*TRECHO DO TEXTO:*
_ _ _ _ _
DESCULPA, CARMEN, MAS VOCÊ É PRESIDENTA!

Muita gente se incomodou com a exigência de Dilma Rousseff em ser chamada de PRESIDENTA. A torto e a direito vi pessoas utilizarem a situação para expelir seu ódio. "É muito burra"; "não está preparada para o cargo". Eu, particularmente, confesso que achava que presidente era um substantivo comum de dois gêneros, mas em nenhum momento me incomodei com o uso "errado" da palavra, porque acredito que rompendo com as estruturas linguísticas também podemos romper com estruturas psíquicas e socioculturais. Ora, se a língua é fundamental para o exercício do pensamento e da reflexão e se Dilma estava promovendo uma mudança de rumo nessas esferas isso, SOBRETUDO PARA AS MULHERES, deveria ser motivo para apoio.
O que acontece é que o caso é mais grave do que parece.
O termo PRESIDENTA está presente no "Dicionário Cândido de Figueiredo" desde 1899 e, antes disso, já era utilizado por Machado de Assis em "Memórias Póstumas de Brás Cubas", de 1880.
_ _ _ _ _
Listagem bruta
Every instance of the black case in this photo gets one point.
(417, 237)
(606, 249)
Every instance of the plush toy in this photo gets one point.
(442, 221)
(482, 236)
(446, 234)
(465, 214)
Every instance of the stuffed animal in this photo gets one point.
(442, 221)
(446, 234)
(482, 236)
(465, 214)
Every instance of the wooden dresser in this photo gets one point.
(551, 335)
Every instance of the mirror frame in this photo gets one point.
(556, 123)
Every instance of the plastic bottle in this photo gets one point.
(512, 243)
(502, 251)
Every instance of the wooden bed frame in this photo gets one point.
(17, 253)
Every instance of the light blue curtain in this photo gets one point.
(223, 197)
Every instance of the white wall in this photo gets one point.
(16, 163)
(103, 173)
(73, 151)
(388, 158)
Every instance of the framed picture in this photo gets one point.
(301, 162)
_ _ _ _ _
*TAREFAS A CUMPRIR:*
1) Copie fielmente as linhas da listagem que vão da linha que contém "Every instance of the stuffed" até o fim da listagem, incluindo ambas as extremidades.
2) Dê continuidade ao texto sobre o uso da palavra "presidenta" a partir do ponto em que ele termina.

*TAREFAS RESOLVIDAS:*
1)
Every instance of the stuffed animal in this photo gets one point.
(442, 221)
(446, 234)
(482, 236)
(465, 214)
Every instance of the wooden dresser in this photo gets one point.
(551, 335)
Every instance of the mirror frame in this photo gets one point.
(556, 123)
Every instance of the plastic bottle in this photo gets one point.
(512, 243)
(502, 251)
Every instance of the wooden bed frame in this photo gets one point.
(17, 253)
Every instance of the light blue curtain in this photo gets one point.
(223, 197)
Every instance of the white wall in this photo gets one point.
(16, 163)
(103, 173)
(73, 151)
(388, 158)
Every instance of the framed picture in this photo gets one point.
(301, 162)

2)
Até onde sabemos, Machado de Assis não foi vítima de ódio por utilizar, na época, de um neologismo que desestruturava, em certa medida, a posição de privilégio masculina em um importante cargo de mando. Dilma, por ser mulher, passado tanto tempo dos primeiros usos e da consagração gramatical da palavra, não tem a mesma sorte. A explicação mais plausível é que a palavra-ameaça se concretiza por meio dela. Ela mostra que ser PRESIDENTA é algo real e possível e diante da conjuntura, podemos perceber que o incômodo não é meramente com a palavra, mas com a encarnação dela.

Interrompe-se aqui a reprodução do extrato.